(Natural language region descriptions)

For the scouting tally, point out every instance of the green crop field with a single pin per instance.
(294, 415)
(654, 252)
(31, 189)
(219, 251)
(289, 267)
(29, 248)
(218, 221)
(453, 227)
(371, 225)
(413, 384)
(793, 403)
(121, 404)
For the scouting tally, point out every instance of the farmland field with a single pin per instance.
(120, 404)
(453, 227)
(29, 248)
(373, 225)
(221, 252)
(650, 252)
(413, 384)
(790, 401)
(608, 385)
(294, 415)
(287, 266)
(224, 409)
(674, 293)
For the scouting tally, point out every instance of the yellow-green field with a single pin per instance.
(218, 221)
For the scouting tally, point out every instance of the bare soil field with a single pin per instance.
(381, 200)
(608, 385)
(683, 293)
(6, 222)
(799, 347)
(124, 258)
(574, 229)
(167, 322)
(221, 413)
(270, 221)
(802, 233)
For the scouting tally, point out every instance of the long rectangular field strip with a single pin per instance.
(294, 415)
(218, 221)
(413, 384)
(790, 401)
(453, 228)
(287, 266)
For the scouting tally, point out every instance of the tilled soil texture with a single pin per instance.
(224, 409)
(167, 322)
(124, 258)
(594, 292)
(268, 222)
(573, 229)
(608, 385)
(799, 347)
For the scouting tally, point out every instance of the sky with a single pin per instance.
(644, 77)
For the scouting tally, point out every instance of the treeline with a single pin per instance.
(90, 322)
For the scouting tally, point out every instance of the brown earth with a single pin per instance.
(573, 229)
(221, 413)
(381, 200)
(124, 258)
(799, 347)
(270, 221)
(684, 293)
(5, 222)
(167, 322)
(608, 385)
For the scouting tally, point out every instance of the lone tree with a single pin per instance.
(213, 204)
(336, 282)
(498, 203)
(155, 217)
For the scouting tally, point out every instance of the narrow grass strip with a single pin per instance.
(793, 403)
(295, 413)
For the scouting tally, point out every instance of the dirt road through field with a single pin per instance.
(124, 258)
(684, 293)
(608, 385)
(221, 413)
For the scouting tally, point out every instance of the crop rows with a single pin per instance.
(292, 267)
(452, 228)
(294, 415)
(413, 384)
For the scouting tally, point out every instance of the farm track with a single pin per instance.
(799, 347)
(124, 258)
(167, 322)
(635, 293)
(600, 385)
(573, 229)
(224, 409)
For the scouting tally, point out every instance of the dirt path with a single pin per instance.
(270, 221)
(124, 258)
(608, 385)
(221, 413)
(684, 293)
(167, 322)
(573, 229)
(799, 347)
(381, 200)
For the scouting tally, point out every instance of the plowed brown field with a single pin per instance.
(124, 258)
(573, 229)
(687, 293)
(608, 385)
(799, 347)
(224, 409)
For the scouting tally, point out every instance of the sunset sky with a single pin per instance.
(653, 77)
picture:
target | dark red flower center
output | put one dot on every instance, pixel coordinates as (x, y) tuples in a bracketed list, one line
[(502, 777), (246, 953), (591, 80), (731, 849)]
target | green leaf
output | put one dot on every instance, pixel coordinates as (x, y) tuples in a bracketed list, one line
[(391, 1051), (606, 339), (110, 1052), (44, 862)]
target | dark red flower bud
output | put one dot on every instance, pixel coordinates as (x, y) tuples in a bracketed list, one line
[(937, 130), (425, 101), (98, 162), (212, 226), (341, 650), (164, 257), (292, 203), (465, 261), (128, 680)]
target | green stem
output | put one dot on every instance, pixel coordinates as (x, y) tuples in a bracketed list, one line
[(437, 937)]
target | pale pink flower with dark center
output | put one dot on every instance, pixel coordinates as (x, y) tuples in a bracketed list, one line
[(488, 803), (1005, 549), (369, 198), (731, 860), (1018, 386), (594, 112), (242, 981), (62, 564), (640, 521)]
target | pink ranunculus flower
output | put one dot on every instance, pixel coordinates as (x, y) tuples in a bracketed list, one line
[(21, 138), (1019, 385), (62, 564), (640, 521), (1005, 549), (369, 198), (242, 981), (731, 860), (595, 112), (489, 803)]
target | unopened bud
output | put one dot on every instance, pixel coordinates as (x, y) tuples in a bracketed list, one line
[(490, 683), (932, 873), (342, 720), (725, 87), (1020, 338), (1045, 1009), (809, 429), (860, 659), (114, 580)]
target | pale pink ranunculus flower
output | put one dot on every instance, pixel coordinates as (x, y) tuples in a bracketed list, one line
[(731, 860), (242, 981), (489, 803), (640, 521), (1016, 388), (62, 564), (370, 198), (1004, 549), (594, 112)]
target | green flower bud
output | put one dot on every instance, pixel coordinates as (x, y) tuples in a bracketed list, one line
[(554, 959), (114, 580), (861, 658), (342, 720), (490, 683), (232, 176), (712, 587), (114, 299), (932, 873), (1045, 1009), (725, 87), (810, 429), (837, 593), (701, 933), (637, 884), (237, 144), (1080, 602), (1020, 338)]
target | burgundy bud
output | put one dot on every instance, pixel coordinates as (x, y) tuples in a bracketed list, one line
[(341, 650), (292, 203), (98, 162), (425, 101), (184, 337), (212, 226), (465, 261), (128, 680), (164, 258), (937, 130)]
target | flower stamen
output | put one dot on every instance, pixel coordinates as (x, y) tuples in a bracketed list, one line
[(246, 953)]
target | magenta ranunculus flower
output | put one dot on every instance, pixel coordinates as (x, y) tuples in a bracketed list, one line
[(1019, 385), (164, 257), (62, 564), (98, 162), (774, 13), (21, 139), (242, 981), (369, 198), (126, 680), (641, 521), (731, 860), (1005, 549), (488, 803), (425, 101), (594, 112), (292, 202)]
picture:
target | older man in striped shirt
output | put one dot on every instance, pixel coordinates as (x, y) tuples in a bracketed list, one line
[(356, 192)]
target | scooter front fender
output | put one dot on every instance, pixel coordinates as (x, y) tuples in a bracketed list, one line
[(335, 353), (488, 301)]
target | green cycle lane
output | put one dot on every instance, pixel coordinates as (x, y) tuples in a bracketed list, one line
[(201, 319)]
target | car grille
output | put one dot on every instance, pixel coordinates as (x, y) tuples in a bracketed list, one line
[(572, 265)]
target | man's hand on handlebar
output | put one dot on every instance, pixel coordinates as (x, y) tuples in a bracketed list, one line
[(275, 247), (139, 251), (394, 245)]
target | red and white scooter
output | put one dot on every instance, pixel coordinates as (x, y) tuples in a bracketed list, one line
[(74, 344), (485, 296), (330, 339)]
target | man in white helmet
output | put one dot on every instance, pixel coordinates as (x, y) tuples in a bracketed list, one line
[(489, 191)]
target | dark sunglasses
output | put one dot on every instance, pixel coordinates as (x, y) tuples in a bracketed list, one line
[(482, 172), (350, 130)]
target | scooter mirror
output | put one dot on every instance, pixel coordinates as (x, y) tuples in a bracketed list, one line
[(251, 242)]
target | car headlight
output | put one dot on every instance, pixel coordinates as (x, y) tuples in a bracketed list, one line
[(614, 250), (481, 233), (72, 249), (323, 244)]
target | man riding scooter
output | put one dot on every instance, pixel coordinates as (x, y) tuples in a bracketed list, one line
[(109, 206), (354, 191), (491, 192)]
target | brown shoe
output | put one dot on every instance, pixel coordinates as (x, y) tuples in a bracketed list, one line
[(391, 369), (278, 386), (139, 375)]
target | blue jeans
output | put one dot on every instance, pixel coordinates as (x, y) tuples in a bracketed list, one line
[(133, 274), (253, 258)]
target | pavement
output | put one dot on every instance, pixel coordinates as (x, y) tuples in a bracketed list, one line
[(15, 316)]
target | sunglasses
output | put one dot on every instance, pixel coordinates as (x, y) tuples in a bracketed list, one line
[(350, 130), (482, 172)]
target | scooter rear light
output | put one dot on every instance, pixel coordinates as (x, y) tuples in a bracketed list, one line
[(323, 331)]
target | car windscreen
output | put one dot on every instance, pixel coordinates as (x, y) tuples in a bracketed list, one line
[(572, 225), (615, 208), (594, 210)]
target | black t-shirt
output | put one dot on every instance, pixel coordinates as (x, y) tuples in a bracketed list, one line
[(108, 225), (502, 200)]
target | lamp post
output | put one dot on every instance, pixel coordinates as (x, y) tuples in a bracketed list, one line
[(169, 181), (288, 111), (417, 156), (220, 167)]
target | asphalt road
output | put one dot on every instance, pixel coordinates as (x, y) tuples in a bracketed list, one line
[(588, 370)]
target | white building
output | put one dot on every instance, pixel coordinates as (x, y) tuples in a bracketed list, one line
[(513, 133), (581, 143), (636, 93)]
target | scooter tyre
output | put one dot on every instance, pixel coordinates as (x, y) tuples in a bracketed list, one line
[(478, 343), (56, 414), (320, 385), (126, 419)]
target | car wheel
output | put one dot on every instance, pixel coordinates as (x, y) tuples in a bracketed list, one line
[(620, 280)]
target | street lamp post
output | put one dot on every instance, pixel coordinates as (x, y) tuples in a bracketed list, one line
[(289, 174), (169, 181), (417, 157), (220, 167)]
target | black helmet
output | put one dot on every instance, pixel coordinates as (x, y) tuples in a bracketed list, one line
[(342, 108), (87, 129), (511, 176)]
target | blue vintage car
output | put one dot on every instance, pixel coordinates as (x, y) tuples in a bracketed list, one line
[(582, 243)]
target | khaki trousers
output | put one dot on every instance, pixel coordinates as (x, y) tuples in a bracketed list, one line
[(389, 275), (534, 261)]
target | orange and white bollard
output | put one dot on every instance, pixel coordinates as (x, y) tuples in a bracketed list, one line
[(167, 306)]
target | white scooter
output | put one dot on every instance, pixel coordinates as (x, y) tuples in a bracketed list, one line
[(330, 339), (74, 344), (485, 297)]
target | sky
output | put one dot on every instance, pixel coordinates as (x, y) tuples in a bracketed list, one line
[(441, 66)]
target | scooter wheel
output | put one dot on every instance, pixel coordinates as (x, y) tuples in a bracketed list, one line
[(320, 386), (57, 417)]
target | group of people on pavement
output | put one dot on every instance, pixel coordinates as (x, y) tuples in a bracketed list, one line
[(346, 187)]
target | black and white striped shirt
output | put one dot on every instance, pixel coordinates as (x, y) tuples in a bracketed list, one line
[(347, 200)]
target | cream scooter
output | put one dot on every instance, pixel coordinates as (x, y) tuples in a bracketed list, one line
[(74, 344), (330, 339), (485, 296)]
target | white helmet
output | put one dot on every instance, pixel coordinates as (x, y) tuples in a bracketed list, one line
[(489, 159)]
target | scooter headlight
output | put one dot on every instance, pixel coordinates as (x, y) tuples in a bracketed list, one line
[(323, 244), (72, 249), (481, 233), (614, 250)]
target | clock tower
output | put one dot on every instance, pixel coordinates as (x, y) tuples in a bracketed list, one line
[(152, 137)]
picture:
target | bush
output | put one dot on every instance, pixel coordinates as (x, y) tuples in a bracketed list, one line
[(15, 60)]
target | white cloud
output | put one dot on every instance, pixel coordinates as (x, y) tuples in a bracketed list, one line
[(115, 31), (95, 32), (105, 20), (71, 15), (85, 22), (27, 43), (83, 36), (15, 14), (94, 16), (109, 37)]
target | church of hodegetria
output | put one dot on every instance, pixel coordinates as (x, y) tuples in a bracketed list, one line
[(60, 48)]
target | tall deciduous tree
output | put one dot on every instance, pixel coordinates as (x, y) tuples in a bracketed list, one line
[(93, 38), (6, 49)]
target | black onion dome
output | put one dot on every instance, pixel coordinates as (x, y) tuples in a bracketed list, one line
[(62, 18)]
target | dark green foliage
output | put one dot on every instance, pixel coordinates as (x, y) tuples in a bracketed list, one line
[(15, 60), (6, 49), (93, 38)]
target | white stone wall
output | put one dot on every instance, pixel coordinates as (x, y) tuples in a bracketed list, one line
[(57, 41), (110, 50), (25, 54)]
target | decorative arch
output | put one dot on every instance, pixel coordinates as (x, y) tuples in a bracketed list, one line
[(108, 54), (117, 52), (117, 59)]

Task requirements — Copy out the lines of the data where the string "flower" occurs.

Exercise solution —
target | dark red flower center
target | dark red flower bud
target | pale pink flower with dark center
target | pink ranunculus flower
target | pale pink ranunculus flower
target | green flower bud
target | flower stamen
target | magenta ranunculus flower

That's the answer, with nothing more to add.